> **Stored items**
⟨
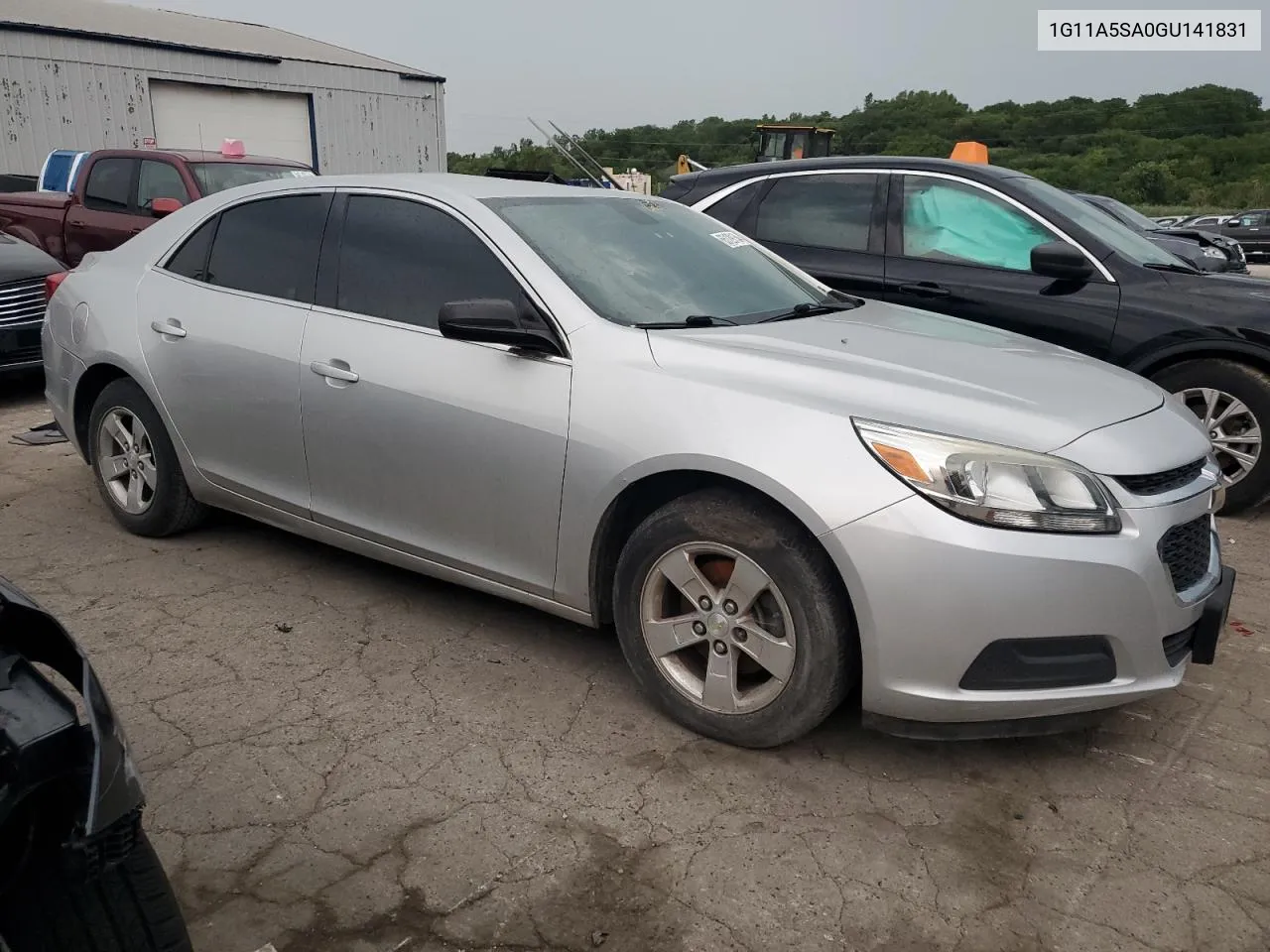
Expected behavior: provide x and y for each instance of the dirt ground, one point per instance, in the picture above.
(341, 757)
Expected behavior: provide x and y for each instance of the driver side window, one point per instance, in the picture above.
(948, 221)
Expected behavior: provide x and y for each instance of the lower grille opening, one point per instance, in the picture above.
(1178, 647)
(1156, 483)
(1187, 549)
(1034, 664)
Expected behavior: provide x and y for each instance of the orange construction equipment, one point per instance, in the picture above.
(970, 153)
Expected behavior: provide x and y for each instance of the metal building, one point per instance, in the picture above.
(86, 73)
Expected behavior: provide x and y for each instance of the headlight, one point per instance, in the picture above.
(1001, 486)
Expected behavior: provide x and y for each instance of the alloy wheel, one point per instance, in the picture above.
(717, 627)
(126, 461)
(1233, 430)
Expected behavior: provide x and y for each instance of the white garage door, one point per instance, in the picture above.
(190, 116)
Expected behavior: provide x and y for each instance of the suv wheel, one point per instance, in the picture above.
(733, 620)
(1232, 400)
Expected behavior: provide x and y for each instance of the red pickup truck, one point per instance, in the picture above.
(118, 191)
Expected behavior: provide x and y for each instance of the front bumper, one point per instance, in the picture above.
(19, 345)
(931, 592)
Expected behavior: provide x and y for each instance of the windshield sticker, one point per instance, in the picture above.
(731, 239)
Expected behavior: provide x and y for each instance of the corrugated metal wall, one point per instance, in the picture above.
(62, 91)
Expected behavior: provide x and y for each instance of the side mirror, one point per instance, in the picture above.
(1062, 262)
(495, 321)
(159, 207)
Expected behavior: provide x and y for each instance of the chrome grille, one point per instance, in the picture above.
(22, 301)
(1185, 549)
(1156, 483)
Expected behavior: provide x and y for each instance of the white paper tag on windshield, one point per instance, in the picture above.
(731, 239)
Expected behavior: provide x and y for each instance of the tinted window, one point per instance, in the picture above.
(952, 222)
(217, 177)
(820, 211)
(190, 258)
(159, 180)
(109, 182)
(271, 246)
(403, 261)
(639, 259)
(728, 209)
(1125, 241)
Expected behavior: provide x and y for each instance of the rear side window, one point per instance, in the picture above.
(729, 208)
(109, 185)
(402, 261)
(271, 246)
(190, 258)
(820, 211)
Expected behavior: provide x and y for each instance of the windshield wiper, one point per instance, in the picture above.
(693, 320)
(808, 309)
(1178, 268)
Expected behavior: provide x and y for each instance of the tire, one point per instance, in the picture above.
(169, 508)
(127, 907)
(806, 588)
(1243, 384)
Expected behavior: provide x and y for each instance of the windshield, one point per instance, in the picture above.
(639, 261)
(1132, 216)
(217, 177)
(1127, 241)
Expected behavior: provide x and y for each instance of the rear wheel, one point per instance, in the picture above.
(1232, 400)
(733, 620)
(126, 907)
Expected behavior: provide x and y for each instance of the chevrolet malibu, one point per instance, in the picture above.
(615, 409)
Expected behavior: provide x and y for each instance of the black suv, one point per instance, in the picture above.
(1002, 248)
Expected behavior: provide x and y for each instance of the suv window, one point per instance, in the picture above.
(109, 185)
(271, 246)
(402, 261)
(820, 211)
(190, 258)
(729, 208)
(948, 221)
(159, 180)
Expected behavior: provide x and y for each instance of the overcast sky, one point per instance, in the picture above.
(656, 61)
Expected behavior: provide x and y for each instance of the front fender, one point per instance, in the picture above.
(33, 635)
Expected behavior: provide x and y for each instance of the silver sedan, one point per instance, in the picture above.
(613, 409)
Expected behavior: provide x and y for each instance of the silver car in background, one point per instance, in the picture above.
(613, 409)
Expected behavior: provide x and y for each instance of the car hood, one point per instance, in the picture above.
(21, 259)
(911, 367)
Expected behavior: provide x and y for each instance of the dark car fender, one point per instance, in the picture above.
(1157, 357)
(31, 633)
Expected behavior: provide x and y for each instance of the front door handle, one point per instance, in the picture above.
(329, 370)
(925, 289)
(169, 329)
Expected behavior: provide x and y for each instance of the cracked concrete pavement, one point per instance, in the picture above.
(341, 757)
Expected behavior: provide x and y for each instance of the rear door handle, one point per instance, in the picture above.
(327, 370)
(169, 329)
(925, 289)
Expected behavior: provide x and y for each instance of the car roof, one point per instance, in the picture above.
(444, 185)
(851, 162)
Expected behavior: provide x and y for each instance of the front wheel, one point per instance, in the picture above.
(126, 907)
(733, 620)
(1232, 400)
(136, 466)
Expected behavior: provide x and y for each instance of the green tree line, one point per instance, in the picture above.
(1205, 149)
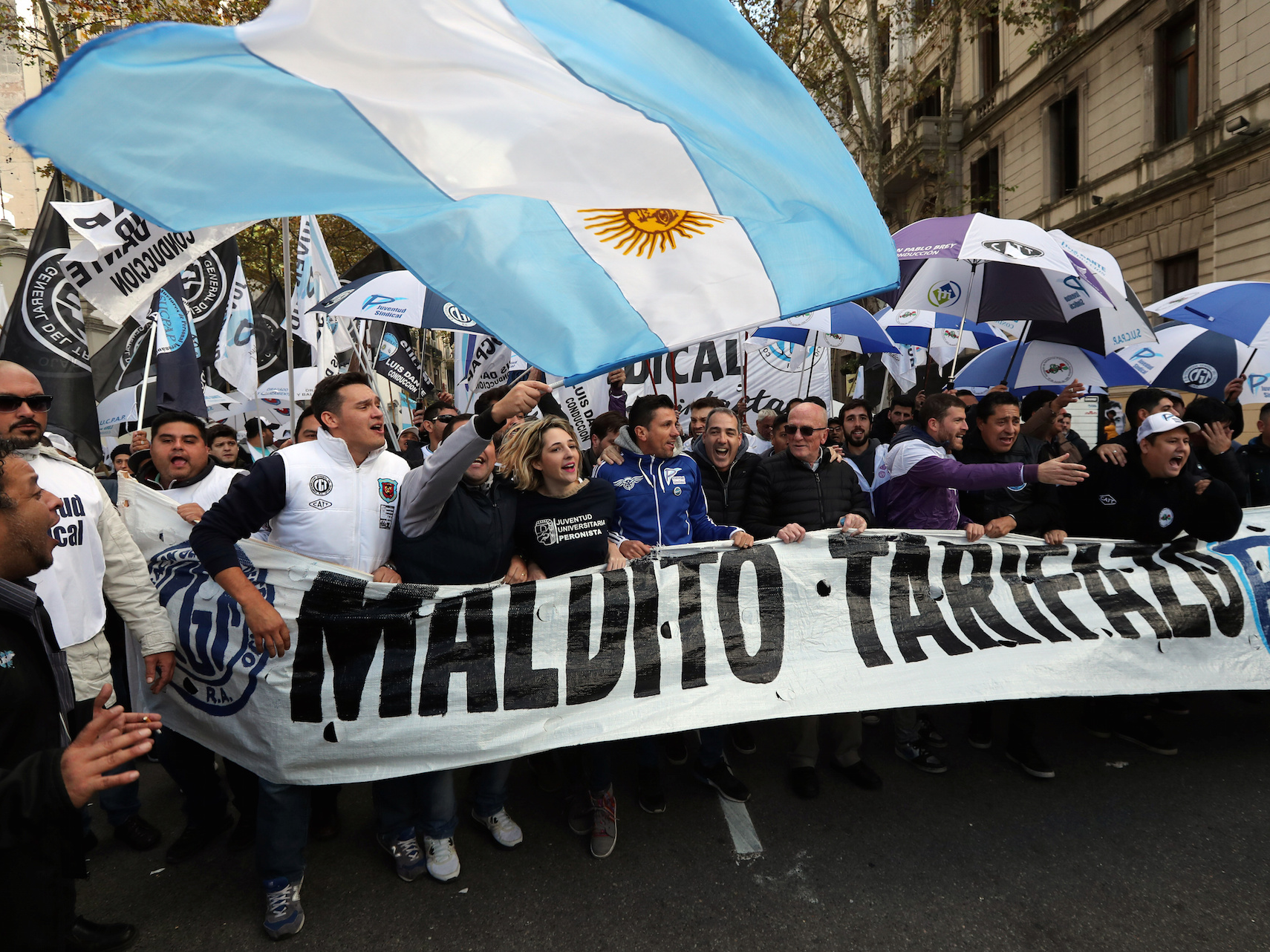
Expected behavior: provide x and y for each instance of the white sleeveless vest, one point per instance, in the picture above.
(336, 511)
(71, 589)
(209, 490)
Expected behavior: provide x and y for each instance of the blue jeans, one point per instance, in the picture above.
(282, 830)
(426, 801)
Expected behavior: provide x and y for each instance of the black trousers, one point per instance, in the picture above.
(193, 769)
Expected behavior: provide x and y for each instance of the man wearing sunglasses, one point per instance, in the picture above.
(96, 556)
(794, 493)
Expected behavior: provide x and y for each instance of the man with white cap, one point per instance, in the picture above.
(1152, 498)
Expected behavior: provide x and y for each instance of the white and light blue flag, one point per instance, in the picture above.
(592, 180)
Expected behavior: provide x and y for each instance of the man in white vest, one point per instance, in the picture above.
(94, 556)
(179, 465)
(332, 499)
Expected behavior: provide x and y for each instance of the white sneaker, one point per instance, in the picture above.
(502, 828)
(442, 858)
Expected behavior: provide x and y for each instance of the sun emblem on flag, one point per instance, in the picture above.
(647, 230)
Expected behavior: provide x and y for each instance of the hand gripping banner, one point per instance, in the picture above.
(385, 679)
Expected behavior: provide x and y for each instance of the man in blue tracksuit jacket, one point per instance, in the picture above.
(661, 503)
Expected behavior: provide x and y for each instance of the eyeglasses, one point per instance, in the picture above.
(39, 402)
(790, 429)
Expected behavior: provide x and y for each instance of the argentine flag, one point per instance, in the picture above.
(593, 180)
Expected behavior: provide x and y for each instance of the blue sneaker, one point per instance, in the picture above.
(404, 850)
(282, 912)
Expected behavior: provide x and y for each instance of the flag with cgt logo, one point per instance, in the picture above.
(177, 379)
(595, 182)
(45, 333)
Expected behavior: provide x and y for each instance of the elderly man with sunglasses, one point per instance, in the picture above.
(94, 556)
(790, 494)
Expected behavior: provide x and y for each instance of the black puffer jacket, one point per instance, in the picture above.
(784, 489)
(726, 492)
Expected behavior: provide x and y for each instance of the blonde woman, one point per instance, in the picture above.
(561, 526)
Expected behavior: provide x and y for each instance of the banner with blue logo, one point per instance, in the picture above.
(386, 681)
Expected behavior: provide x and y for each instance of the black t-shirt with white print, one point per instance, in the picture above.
(565, 535)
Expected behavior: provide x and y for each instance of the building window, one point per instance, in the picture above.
(928, 102)
(1182, 78)
(1066, 141)
(986, 183)
(989, 52)
(1180, 273)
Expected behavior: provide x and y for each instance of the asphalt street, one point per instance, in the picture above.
(1124, 850)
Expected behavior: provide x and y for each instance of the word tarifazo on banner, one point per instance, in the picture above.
(395, 679)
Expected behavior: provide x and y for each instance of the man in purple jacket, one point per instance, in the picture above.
(922, 494)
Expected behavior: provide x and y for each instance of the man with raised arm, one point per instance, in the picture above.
(354, 477)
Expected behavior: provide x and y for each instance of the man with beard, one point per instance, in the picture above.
(864, 454)
(45, 778)
(922, 494)
(96, 556)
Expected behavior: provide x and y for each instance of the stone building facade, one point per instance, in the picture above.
(1147, 137)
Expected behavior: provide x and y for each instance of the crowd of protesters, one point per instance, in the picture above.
(472, 488)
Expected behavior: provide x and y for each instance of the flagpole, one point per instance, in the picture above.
(291, 343)
(1017, 345)
(957, 353)
(145, 375)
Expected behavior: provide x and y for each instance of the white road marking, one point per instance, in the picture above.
(743, 835)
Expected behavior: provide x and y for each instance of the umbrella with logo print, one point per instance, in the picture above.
(1038, 363)
(1189, 357)
(980, 268)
⟩
Give the stretch from the start of the lines through the line containing "(1034, 664)" as a JSON list of strings, one string per line, skipping blank lines. Leave the pictures out.

[
  "Expected behavior: provide x and y for each instance of the dirt ground, one point per instance, in the picture above.",
  "(341, 757)",
  "Expected behavior: provide x and y for each instance of the driver side window, one point per instance, in the picture above.",
  "(948, 221)",
  "Expected behavior: provide x and y for each instance of the lower grille opening, one point per instance, in the picture above.",
  "(1178, 647)",
  "(1156, 483)",
  "(1187, 549)",
  "(1034, 664)"
]